*Exercise directions:* Reproduce the lines below word for word, leaving out the pictures.

*Record list:*
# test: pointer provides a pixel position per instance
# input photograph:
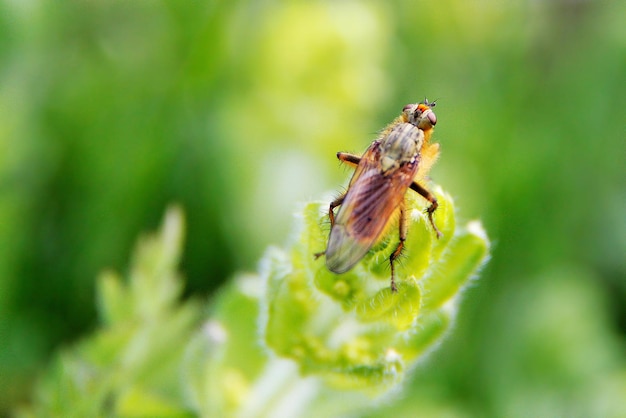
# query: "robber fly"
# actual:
(393, 163)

*Solution for this task:*
# test: pointer provides a pixel position per instance
# input photograph:
# query: "robber fly"
# actual:
(393, 163)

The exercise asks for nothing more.